- _Article_
━━━━━━━━━━━━━━━━

Home > Software engineering >  Processing and validating JSON containing duplicate keys
Processing and validating JSON containing duplicate keys

Time:12-20

I'm trying to validate "json" files that we receive because the source code that generates these files has some issues that cannot be corrected without a major overhaul. There are many objects in the "json" that are invalid. An example below, which reuses keys for port naming.

example invalid json file

[
  {"TimeStamp": "2021-11-28", "Address": { "port": "eth2 present", "port": "eth0 present",  "port": "eth1 present" }},
  {"TimeStamp": "2021-11-29", "CamStatus": 1},
  {"TimeStamp": "2021-11-30", "CamDone": 0}
]

What I am trying to do is first identify which of the rows are invalid. From there, I want to clean them up, if possible.

Using json.load(), I see an odd behavior where the invalid json is parsed but excludes two key/value pairs. Curious if this expected, becuase I would have expected a ValueError.

with open(r"sample.json") as json_file:
    content = json.load(json_file)
content

Result

[{'TimeStamp': '2021-11-28', 'Address': {'port': 'eth1 present'}},
 {'TimeStamp': '2021-11-29', 'CamStatus': 1},
 {'TimeStamp': '2021-11-30', 'CamDone': 0}]

To identify corrupt rows, I wrote the below using json.loads(), but I am also getting unexpected behavior where the second object is being read as invalid.

with open("sample.json") as json_file:
    for line in json_file:
        try:
            a = json.loads(line)
            print('valid JSON', line)
        except:
            print('invalid JSON', line) 

Output

invalid JSON [
invalid JSON {"TimeStamp": "2021-11-28", "Address": { "port": "eth2 present", "port": "eth0 present",  "port": "eth1 present" }},
invalid JSON {"TimeStamp": "2021-11-29", "CamStatus": 1},
valid JSON   {"TimeStamp": "2021-11-30", "CamDone": 0}
invalid JSON ]

What I am attempting to do is generate a structure like below:

[{'TimeStamp': '2021-11-28', 'Address': {'port0': 'eth1 present', 'port1': 'eth2 present', 'port2': 'eth3 present'}},
 {'TimeStamp': '2021-11-29', 'CamStatus': 1},
 {'TimeStamp': '2021-11-30', 'CamDone': 0}]

Any thoughts, modules, sample code that could help me out?

━━━━━━━━━━━━━━━━

- _Data section_
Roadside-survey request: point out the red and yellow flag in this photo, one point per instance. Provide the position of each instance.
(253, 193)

━━━━━━━━━━━━━━━━

- _Directives_
a) Answer these from the post about duplicate JSON keys:
(i) Which value did json.load() keep for the "port" key in the first object?
(ii) Which error did the writer expect json.load() to raise?
(iii) Which line did the json.loads() loop report as valid JSON?
b) Extend the post about duplicate JSON keys, picking up after its last sentence.
The data is not needed for this work.

- _Answers provided_
a)
(i) 'eth1 present'
(ii) A ValueError
(iii) {"TimeStamp": "2021-11-30", "CamDone": 0}

b)
CodePudding user response:

You can give the JSON parser an argument that tells it to use an object other than a standard dict when it collects an object consisting of key/value pairs. If you provide a multidict constructor in this argument, then you will end up with a structure that retains all of the information in the original JSON file even if that file contains duplicate keys (and so was invalid JSON).

Once you do this, you can then query the data structure to find places where there are multiple keys with the same name in one of the inner MultiDict objects, and flag the lines for which that occurs.

Here's a simple example that does that for data like what you show. I expect that it would need to be modified for a real world situation, but it demonstrates the basic idea of using the JSON parser in this way, and then flagging invalid key/value pair structures in the result:

data = """
[
  {"TimeStamp": "2021-11-29", "CamStatus": 1},
  {"TimeStamp": "2021-11-29", "CamStatus": 1},
  {"TimeStamp": "2021-11-28", "Address": { "port": "eth2 present", "port": "eth0 present",  "port": "eth1 present" }},
  {"TimeStamp": "2021-11-29", "CamStatus": 1},
  {"TimeStamp": "2021-11-28", "Address": { "port": "eth2 present", "port1": "eth0 present",  "port2": "eth1 present" }},
  {"TimeStamp": "2021-11-28", "Address": { "port": "eth2 present", "port": "eth0 present",  "port2": "eth1 present" }},
  {"TimeStamp": "2021-11-30", "CamDone": 0}
]
"""

from multidict import MultiDict
import json

r = json.loads(data, object_pairs_hook=MultiDict)

for i, entry in enumerate(r):
    for key, value in entry.items():
        if isinstance(value, MultiDict):
            keys = set()
            for key2, value2 in value.items():
                if key2 in keys:
                    print(f"Line {i 1} is invalid")
                    break
                else:
                    keys.add(key2)

Result:

Line 3 is invalid
Line 6 is invalid

You could walk the resulting structure and built up a new structure from it where you deal with the duplicate keys when you encounter them, thereby "fixing" the incoming data structure. You could either rename the keys to, in this case, port1, port2, etc., or you could collect the values in such cases into lists, so like "port": ["eth0 present", "eth2 present"]. You could then write that structure out using json.dump to produce a valid JSON file.

Here's some code that takes the former approach to convert the read structure back into a structure consisting only of plain dict objects. Note that the underscore in the new key names is necessary to avoid clashing with existing names. This could be avoided, but the logic would have to be a bit more complex to allow for collision with existing key names with numbers at the end of them. The use of the '_' is good for the demo as it makes it clear which keys were renamed.

fixed = []
for entry in r:
    new_entry = {}
    for key, value in entry.items():
        if isinstance(value, MultiDict):
            new_entry[key] = {}
            keys = {}
            for key2, value2 in value.items():
                if key2 in keys:
                    keys[key2]  = 1
                    next_key = key2   '_'   str(keys[key2])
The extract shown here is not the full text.